◆ **COMPLETE THE FOLLOWING**:
a - From the article on elephants and mice, copy the passage that starts with the words containing "It’s a lie." and ends with "a single tweet.".
b - According to the article on elephants and mice, which two problems do elephants share with Baby Boomers?

◆ **READING TEXT**:
----
David versus Goliath. Jack versus the giant. Elizabeth Taylor versus any of her seven husbands.
When it comes to stories pitting the underdog against the powerful, all of them pall against Mickey versus Dumbo. That’s right, the timeless story of a mouse toppling an elephant is nothing short of inspirational. In fact, it’s more than inspirational.
It’s a lie.
Elephants are no more afraid of mice than ExxonMobil is of the IRS. But don’t take my word for it. Check the internet. You’ll find that everything I’ve said is true.
Also, according to the internet, it’s false.
But after reading dozens of research papers, examining many video clips, and streaming Dumbo on a rainy afternoon, I can confidently distill my conclusion so it fits into a single tweet.
#Myth.
According to scientists and animal behavioralists, it’s far more likely that elephants suffer from the same problems as Baby Boomers. They have poor eyesight and startle easily.
Like many myths, the idea of mice dominating the most powerful of its animal brethren is, itself, based on other myths. According to “The Mouse in Fables” a research paper by Warren R. Dawson published in Folklore (Vol. 36, No. 3), mice are some of the toughest creatures in mythology.
----
◆ **DATASET EXTRACT**:
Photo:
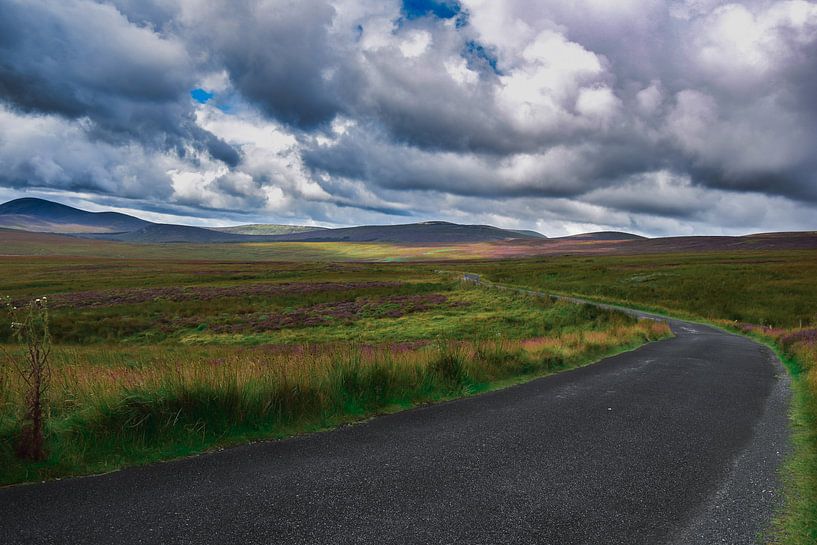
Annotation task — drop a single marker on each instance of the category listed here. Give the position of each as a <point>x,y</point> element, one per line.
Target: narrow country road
<point>676,442</point>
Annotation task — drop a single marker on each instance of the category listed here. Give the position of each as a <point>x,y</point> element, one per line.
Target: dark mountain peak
<point>32,214</point>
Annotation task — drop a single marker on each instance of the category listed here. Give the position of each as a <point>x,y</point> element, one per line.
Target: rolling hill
<point>417,233</point>
<point>603,235</point>
<point>39,215</point>
<point>42,216</point>
<point>266,229</point>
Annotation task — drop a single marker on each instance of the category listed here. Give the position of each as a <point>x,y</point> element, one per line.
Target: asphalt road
<point>676,442</point>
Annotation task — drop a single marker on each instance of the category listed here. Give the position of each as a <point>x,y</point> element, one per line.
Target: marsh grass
<point>768,295</point>
<point>113,406</point>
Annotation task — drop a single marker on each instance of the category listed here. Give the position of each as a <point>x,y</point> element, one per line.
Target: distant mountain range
<point>43,216</point>
<point>603,235</point>
<point>266,229</point>
<point>39,215</point>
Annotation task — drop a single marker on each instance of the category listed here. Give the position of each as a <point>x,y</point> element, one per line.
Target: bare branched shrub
<point>29,326</point>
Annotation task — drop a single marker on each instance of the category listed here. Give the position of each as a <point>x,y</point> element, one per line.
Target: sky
<point>656,117</point>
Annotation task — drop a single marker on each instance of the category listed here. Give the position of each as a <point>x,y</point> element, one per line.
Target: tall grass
<point>796,523</point>
<point>114,406</point>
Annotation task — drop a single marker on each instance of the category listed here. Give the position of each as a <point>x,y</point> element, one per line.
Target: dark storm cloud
<point>83,60</point>
<point>633,113</point>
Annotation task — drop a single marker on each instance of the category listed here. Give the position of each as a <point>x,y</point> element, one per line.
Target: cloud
<point>654,116</point>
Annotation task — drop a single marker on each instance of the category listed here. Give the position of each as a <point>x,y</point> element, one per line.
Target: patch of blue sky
<point>444,9</point>
<point>480,58</point>
<point>201,96</point>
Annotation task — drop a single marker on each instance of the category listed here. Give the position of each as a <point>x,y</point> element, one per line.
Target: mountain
<point>39,215</point>
<point>266,229</point>
<point>166,232</point>
<point>418,233</point>
<point>603,235</point>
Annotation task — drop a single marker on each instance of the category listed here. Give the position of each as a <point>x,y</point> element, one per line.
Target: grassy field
<point>158,359</point>
<point>769,295</point>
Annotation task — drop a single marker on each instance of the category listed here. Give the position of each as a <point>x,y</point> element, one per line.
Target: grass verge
<point>136,411</point>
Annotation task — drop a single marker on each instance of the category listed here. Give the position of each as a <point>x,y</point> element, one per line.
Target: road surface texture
<point>676,442</point>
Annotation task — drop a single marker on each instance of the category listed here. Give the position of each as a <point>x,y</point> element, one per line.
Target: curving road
<point>676,442</point>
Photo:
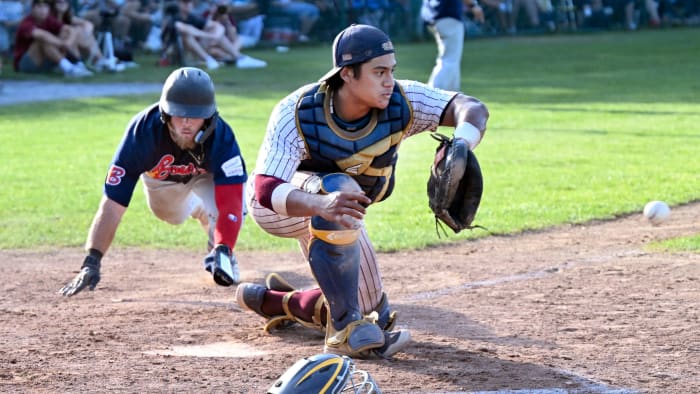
----
◆ **SOLUTION LIST**:
a -
It’s a lie.
Elephants are no more afraid of mice than ExxonMobil is of the IRS. But don’t take my word for it. Check the internet. You’ll find that everything I’ve said is true.
Also, according to the internet, it’s false.
But after reading dozens of research papers, examining many video clips, and streaming Dumbo on a rainy afternoon, I can confidently distill my conclusion so it fits into a single tweet.

b - They have poor eyesight and startle easily.